Reproduce the entries from their start through the line containing "437 327 L 437", substituting "paved lot area" for "parking lot surface" and leaving everything else unchanged.

────────────────

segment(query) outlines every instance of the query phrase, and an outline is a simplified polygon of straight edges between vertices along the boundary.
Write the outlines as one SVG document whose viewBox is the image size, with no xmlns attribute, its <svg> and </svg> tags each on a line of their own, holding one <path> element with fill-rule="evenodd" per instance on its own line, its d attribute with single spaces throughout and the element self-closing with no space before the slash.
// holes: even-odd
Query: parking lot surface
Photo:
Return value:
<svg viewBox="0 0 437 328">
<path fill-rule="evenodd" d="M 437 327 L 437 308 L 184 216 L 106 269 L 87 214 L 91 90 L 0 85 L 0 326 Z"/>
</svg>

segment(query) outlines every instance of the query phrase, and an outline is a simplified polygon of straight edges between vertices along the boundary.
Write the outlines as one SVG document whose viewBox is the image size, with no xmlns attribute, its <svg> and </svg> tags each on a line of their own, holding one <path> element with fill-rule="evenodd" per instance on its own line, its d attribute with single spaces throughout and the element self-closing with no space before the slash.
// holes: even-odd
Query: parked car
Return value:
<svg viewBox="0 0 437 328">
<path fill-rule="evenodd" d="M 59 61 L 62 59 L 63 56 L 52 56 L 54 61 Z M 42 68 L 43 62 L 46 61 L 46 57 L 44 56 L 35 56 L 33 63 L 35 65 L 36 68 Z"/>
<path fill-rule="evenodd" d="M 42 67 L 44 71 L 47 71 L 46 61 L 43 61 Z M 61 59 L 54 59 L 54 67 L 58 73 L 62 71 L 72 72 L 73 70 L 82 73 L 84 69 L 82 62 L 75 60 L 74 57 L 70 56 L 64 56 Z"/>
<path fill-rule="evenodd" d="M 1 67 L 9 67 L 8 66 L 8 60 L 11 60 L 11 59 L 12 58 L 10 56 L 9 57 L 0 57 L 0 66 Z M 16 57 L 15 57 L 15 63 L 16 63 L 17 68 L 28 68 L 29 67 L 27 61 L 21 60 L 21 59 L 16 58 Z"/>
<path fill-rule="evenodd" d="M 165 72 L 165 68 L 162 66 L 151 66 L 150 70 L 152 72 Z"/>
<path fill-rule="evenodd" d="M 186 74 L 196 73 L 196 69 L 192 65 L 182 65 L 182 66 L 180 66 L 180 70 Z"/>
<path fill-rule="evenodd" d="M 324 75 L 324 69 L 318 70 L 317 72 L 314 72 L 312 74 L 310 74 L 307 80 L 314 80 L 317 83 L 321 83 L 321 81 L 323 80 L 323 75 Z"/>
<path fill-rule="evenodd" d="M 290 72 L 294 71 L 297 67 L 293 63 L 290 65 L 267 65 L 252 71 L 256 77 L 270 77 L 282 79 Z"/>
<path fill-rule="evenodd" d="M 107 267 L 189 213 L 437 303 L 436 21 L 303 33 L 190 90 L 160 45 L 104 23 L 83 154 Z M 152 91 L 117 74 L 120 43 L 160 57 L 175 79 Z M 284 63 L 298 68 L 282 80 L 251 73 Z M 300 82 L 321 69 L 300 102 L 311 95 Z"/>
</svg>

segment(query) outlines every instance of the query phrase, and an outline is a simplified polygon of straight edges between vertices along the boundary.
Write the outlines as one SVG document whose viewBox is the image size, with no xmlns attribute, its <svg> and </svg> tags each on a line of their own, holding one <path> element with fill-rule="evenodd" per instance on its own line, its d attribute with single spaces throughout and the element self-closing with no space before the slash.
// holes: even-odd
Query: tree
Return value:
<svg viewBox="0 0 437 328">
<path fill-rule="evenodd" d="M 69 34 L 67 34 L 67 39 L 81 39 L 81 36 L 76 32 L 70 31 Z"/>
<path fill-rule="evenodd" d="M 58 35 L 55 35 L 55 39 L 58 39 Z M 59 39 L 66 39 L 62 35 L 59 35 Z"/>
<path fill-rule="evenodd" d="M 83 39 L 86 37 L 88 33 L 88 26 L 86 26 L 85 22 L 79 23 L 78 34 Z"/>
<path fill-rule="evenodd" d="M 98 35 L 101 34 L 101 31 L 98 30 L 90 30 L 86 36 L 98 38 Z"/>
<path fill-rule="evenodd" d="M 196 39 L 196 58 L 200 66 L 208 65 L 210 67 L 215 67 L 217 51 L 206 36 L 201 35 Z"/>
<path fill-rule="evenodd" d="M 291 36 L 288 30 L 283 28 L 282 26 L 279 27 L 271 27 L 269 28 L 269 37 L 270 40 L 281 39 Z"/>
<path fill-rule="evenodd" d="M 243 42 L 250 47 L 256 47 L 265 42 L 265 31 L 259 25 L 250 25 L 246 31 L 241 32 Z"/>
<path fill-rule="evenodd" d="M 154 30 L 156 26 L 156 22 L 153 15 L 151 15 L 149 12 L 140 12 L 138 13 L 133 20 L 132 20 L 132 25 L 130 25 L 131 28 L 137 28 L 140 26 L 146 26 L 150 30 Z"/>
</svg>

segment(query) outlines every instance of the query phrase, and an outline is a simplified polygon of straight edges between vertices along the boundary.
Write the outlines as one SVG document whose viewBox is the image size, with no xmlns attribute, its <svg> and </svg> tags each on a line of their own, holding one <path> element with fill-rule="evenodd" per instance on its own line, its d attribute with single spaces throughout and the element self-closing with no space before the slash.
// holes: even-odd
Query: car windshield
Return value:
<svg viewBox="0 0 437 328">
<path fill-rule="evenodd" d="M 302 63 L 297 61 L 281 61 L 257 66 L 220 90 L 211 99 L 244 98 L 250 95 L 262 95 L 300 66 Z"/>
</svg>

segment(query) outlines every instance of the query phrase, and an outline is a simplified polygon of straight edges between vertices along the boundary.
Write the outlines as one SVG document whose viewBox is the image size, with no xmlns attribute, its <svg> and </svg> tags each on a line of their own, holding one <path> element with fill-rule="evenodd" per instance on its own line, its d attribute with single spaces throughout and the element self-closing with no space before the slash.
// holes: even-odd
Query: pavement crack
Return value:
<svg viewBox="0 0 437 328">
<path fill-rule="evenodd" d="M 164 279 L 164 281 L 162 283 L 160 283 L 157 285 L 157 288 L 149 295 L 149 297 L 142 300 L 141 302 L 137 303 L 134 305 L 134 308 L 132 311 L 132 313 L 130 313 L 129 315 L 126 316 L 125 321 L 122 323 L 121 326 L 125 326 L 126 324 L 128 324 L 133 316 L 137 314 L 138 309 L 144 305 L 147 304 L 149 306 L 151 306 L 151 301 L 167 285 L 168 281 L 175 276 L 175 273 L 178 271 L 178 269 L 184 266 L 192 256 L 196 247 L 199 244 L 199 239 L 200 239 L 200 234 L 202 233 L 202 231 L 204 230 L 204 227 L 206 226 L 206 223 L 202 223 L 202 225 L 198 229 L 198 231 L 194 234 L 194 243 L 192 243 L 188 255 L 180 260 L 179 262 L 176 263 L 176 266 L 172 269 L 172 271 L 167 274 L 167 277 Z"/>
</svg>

────────────────

* _Written answer_
segment(query) outlines every instance of the query phrase, and an outline is a simplified polygon of straight edges between vertices along the boundary.
Write the outlines as one SVG document whose viewBox is the image size, with no xmlns attribute, its <svg> and </svg> tags each on a line of their own, holding one <path> element with fill-rule="evenodd" per instance on its own line, its d attribute with single spaces throughout and the element self-closing with no space before the slash.
// holes: even-odd
Query: paved lot area
Photo:
Return value:
<svg viewBox="0 0 437 328">
<path fill-rule="evenodd" d="M 437 327 L 437 308 L 184 216 L 106 269 L 87 214 L 91 90 L 0 85 L 0 326 Z"/>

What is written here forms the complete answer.